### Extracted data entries
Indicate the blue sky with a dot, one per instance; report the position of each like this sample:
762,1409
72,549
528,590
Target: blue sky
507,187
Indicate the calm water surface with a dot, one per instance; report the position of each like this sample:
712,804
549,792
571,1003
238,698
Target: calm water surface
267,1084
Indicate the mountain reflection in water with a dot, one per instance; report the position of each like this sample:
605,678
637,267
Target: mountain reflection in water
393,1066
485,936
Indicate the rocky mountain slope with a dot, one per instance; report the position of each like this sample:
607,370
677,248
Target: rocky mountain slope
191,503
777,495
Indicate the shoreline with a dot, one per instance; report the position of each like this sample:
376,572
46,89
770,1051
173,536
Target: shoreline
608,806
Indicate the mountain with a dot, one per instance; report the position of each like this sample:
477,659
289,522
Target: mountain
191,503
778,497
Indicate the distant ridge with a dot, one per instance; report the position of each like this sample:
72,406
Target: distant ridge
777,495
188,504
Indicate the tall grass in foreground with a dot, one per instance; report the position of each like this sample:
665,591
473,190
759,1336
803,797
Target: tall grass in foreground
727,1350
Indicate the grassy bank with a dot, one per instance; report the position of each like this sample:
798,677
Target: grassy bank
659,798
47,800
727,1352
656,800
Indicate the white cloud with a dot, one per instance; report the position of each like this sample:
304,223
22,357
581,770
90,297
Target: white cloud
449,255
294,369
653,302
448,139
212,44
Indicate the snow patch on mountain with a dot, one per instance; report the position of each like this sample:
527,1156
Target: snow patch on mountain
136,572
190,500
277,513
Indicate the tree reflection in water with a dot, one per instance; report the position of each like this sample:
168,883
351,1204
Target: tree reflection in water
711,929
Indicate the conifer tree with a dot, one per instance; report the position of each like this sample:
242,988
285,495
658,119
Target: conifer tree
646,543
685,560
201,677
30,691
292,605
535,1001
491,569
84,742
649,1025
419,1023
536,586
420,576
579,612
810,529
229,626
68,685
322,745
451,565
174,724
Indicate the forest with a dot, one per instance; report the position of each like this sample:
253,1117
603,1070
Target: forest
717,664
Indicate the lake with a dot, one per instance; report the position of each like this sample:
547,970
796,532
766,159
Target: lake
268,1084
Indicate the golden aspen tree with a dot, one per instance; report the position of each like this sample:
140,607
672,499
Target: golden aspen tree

### WHAT IS EXPECTED
Once the line that contains "Target: forest" is found, please give it again exactly, along with each line that comes after it, through the last line of the entries.

### REPLY TO THE TASK
Target: forest
717,664
Indicate the lake with a dot, one per instance; report the position of each like this sample:
547,970
796,532
766,159
Target: lake
268,1084
Indicate the golden aspen tree with a dot, one per instance; report the position of each like this sample:
140,607
672,499
Target: golden aspen tree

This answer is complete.